*Stored data*:
— BEGIN —

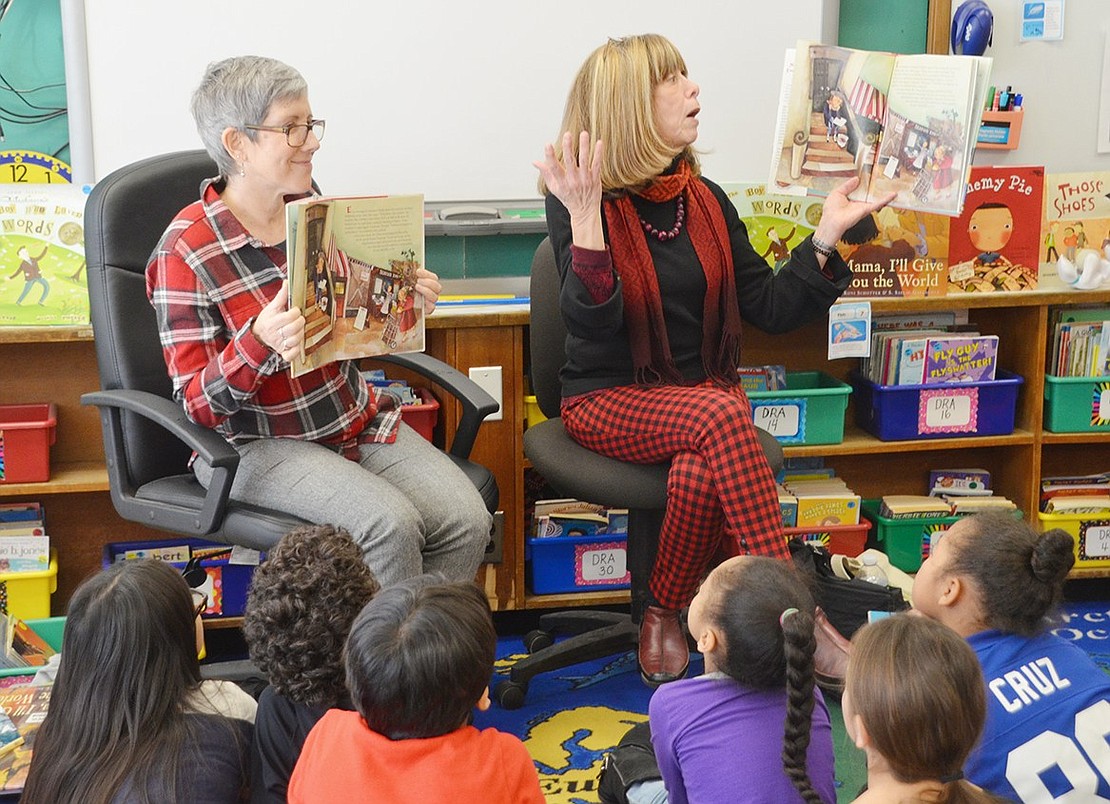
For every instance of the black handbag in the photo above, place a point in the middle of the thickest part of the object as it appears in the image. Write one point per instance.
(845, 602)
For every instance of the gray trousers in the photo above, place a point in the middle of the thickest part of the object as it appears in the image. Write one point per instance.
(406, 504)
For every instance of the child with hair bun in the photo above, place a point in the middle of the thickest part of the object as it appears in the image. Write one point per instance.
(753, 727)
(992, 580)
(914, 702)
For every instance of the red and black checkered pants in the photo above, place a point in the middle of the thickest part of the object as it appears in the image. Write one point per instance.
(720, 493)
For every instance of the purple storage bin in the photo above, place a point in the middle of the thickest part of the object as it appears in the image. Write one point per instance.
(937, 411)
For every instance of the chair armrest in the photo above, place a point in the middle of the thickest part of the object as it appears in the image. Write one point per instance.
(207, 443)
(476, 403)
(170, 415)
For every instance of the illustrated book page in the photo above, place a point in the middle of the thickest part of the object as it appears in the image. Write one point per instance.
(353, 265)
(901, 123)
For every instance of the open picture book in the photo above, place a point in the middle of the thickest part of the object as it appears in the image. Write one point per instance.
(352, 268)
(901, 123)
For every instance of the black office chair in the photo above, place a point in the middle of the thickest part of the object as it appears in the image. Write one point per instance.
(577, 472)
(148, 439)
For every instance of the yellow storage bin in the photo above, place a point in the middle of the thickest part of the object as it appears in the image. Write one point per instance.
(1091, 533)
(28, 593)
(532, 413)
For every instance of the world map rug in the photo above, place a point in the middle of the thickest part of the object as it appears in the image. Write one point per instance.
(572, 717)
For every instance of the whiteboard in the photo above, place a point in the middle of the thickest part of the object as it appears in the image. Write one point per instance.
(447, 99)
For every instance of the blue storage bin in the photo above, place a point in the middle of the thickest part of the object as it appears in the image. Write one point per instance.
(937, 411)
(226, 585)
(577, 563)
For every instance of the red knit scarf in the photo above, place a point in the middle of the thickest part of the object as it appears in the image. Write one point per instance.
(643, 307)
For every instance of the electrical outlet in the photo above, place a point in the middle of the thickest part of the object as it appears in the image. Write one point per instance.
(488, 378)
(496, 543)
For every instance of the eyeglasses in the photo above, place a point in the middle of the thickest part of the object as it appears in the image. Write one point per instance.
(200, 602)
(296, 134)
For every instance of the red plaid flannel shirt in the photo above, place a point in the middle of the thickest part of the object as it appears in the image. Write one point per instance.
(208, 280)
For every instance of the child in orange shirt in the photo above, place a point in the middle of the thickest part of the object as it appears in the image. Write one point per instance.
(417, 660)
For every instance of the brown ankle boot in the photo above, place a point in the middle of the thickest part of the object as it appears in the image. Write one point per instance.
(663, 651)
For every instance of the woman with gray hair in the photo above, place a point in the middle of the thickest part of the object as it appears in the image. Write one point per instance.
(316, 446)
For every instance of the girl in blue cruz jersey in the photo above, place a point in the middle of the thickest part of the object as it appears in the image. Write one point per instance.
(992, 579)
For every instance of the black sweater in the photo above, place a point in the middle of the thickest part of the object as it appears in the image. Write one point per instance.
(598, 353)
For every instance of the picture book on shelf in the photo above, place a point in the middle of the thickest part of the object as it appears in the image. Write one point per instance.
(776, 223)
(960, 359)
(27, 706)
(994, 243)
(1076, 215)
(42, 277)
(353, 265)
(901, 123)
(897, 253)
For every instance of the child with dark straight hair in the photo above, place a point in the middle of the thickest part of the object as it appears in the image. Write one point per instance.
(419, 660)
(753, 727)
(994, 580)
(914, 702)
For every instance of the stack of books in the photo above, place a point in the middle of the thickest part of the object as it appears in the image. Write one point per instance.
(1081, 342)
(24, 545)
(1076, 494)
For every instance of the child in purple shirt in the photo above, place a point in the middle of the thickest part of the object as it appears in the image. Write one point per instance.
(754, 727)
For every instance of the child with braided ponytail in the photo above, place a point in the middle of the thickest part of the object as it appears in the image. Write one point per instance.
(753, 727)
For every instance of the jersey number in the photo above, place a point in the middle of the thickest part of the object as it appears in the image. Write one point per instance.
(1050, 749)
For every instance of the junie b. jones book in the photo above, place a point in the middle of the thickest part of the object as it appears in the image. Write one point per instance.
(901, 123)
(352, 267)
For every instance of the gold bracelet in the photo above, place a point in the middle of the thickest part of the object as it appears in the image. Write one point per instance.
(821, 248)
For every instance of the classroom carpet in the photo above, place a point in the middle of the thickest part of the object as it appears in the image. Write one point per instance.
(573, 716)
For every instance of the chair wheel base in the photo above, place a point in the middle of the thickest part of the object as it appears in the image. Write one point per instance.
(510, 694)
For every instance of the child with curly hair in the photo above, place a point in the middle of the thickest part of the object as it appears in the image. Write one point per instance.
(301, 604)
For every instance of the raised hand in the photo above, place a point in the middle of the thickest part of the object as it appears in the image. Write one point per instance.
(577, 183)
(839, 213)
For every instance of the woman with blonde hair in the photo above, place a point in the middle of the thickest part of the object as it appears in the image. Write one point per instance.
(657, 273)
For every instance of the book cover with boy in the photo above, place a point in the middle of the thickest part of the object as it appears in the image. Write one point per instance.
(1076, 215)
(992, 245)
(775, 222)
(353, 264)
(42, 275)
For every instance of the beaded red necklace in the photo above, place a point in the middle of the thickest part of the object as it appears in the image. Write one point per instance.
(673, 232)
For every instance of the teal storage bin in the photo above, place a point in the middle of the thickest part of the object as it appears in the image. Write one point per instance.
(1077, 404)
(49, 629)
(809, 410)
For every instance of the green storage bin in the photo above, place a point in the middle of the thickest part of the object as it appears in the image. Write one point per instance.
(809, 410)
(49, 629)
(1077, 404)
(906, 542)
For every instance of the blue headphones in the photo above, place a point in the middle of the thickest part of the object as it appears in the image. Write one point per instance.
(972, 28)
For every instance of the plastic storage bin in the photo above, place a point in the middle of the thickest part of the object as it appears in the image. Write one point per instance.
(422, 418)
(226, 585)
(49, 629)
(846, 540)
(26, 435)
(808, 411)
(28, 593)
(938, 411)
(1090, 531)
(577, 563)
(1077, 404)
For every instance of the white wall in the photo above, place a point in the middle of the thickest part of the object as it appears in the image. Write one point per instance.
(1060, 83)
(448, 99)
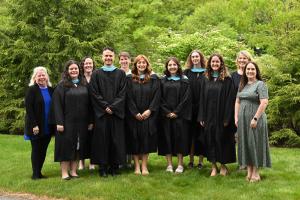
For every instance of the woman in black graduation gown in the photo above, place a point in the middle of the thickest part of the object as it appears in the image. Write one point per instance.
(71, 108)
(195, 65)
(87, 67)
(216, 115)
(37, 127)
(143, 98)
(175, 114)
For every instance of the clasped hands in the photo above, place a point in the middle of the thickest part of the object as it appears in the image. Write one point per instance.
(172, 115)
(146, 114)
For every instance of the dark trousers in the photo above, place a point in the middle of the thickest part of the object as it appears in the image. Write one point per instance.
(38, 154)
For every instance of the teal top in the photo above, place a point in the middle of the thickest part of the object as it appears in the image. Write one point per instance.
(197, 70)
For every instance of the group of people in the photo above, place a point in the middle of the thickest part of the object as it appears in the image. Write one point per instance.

— END —

All of the material above needs to be restated exactly, with no pictures.

For every instance of the black handbag in the photo above, place a point in the middle of the thickest part of the object as it appears in the image. Write one point per instance.
(845, 602)
For every instance of the gray trousers in the photo above, place a point in the middle of the thickest part of the object as it appears in the image. Write one point per instance.
(406, 504)
For every instance of the child with hair bun in the photo above, place a point in the middle of the thickest part of the object as it appears in the image. Write one point per instance.
(753, 727)
(992, 580)
(914, 702)
For every instance of the red and black checkered pants in the photo above, place a point in the middle of the thickest part of the object as it appears in the image. Write one point per instance.
(720, 493)
For every instance of the purple storage bin in the photo above, place a point in the middle of the thickest part of the object as it appears in the image. Write one point per instance.
(937, 411)
For every instance of the chair armrest in the photo above, place a point in the middle of the thickest part of the object as it appears in the image. Write one point per instance.
(207, 443)
(476, 403)
(170, 415)
For every instance of the illustrated book page in the photo above, place a point in the middle of the thickest part of the object as it appears in the image. Write one point per instance.
(353, 265)
(901, 123)
For every instance of the open picture book in the photo above, place a point in the middle of the thickest part of the object as it appears in the image. Write one point per instance.
(352, 268)
(901, 123)
For every instance of the black office chair in the photo above, place a point in the middle of the thickest part of the object as it appears in the image. Write one point per instance.
(577, 472)
(148, 439)
For every instance of the yellow storage bin in the photo above, place a point in the middle of the thickest part of the object as it appears in the image. Write one point per instance.
(1091, 533)
(28, 593)
(532, 413)
For every instance of the world map rug in the photo above, place a point in the middle of the thickest part of the object as it appears in the image. Write one point per instance.
(572, 717)
For every instance of the whiteboard in the photo above, place a point in the middle of the thickest part of the object as it appears in the image. Write one point per instance.
(447, 99)
For every instance of the blue storage bin in the photo above, place a point in the middle of the thickest part of the object as it appears in the image. Write one point per instance.
(937, 411)
(226, 585)
(577, 563)
For every instance of the red knit scarf in the photo above, place a point in the middle of the thickest part of the object as it appears in the image. Write one point per instance.
(643, 307)
For every instance of the electrical outlet in the photo above, place a point in the middle of the thickest part of the object as it appears in the image. Write one point per instance.
(488, 378)
(496, 543)
For every instance of the eyeglasses in the photo above, place a point in the middle of the thickest part of the object as it appears in the image. Write one point per instance.
(200, 602)
(296, 134)
For every instance of the red plaid flannel shirt in the photo above, place a point in the middle of the thickest part of the object as it appears in the image. Write one point per instance.
(208, 280)
For every instance of the child in orange shirt in the photo above, place a point in the middle of the thickest part of the object as it appears in the image. Write one point per instance.
(417, 660)
For every instance of the brown ankle boot in the photo above, place a point in the middle of the thickest part of the object as it appears in the image. Write one point per instance.
(663, 651)
For every instance of the woman with gray hair in the photo above, place a point in the middle of the thickest part of the object as it appears in the image. Write one point per instance.
(316, 446)
For every instance of the girl in blue cruz jersey in the photo above, place a point in the middle of the thickest part of the object as it appears in the image. Write one point per instance.
(992, 579)
For every instance of the black sweater in the photo above, place a point in the middle of the thickest part of the object as it appears in the image. Write one point per instance.
(598, 353)
For every instance of the picture book on shelf in the photo above, place a point in the middle of the thickest part of the object as it appears in the image. Write one point per instance.
(776, 223)
(960, 359)
(27, 706)
(994, 243)
(1076, 215)
(42, 277)
(353, 265)
(901, 123)
(897, 253)
For every instance of the child with dark straight hair in the photo above, place a point in the middle of the thickest part of the object as it appears in the image. Write one point per instance.
(419, 660)
(753, 727)
(994, 580)
(914, 702)
For every instance of the stack of books in the photo above, place a point in the middle of the thickest part of the object as it appears in the image. Write one point per instance.
(1081, 342)
(24, 545)
(1076, 494)
For every instance of the child in purple shirt in the photo above, place a point in the middle of the thickest part of the object as it appears in the image. Write one point per instance.
(754, 727)
For every instance of the child with braided ponytail in the photo above, place a point in the middle of the thickest part of the object as it appears in the image. Write one point per instance.
(753, 727)
For every instance of the jersey number in the photo above, place a point in the middle of the thickest part of the object as it appears in the image. Write one point per instance.
(1050, 749)
For every instance of the junie b. jones book in the photo above, place a point in the middle of the thickest part of the object as it appears in the image. Write one point per instance.
(901, 123)
(352, 267)
For every instance of the gold bracelet in the photo above, place a point in the middle of the thickest part of the object as it appears in the image. Write one point per instance.
(821, 248)
For every instance of the classroom carpet in the photo above, place a point in the middle of the thickest part of the object as it appears in the image. Write one point per instance.
(573, 716)
For every instance of the chair wheel base in the photo above, place a point in the middle of the thickest part of the object as it appears in the image. Write one point per instance.
(510, 694)
For every instance of the child with curly hair in the photo above, place a point in the middle of the thickest part of the object as it appears in the image. Write one point per instance.
(301, 604)
For every instance of the raised hand in the photo above, place a point in the middle of the thickest part of the object as it appears in the image. Write one point per instance.
(577, 183)
(839, 213)
For every instance of the woman with blonde hair in the photo above, place a point in the middle of the thickest part of the object as it appears in the image. Write one point per instance.
(657, 273)
For every instance of the book cover with boy in the photo above, place a point in the middle of the thickest part of the object as it appears in the image. Write one point per instance.
(1076, 215)
(992, 245)
(775, 222)
(353, 264)
(42, 275)
For every instance of the beaded red necklace in the photo above, place a point in the middle of the thickest part of the object as it appears in the image. Write one point per instance.
(673, 232)
For every instance of the teal storage bin in the photo above, place a point in the middle of the thickest part of the object as it appears in the image. Write one point per instance.
(1077, 404)
(49, 629)
(809, 410)
For every instance of the green storage bin in the photo above, place a point in the middle of the thickest part of the object as it appears in the image. Write one point per instance.
(809, 410)
(49, 629)
(1077, 404)
(906, 542)
For every instance of the blue headphones in the photo above, place a point in the middle of the thickest part of the object as it appears in the image. Write one point per instance.
(972, 28)
For every instance of the plastic storage bin in the photo above, place a point in the middle of the thickest part of the object as it appears in the image. Write one point per instance.
(422, 418)
(226, 585)
(49, 629)
(846, 540)
(26, 435)
(808, 411)
(28, 593)
(938, 411)
(1090, 531)
(577, 563)
(1077, 404)
For every instance of the white wall in the photo above, place a point in the middle of the thickest part of the object as it appears in the image. Write one point per instance.
(1060, 83)
(448, 99)
For every instance of the woman in black graduation gown in the photo above, place a point in the middle of the thickest part of the object as it appears in the image. Write one point per instance.
(71, 108)
(195, 65)
(87, 67)
(216, 115)
(37, 127)
(143, 98)
(175, 114)
For every instance of the clasped hands in the photo above, place a point in the middle of the thickest part of the object as it appears in the image. Write one point per instance.
(172, 115)
(146, 114)
For every instance of the dark trousers in the photo above, place a point in the middle of the thickest part of the object as it appears in the image. Write one point per instance.
(38, 154)
For every instance of the teal top in the photo above, place a point in the middle of the thickest part of the object as it appears in the image. Write one point per instance.
(197, 70)
For every instance of the group of people in the photo above, place a point in the middle of the thickest part of the object as it appears in the image. Write one point per instance.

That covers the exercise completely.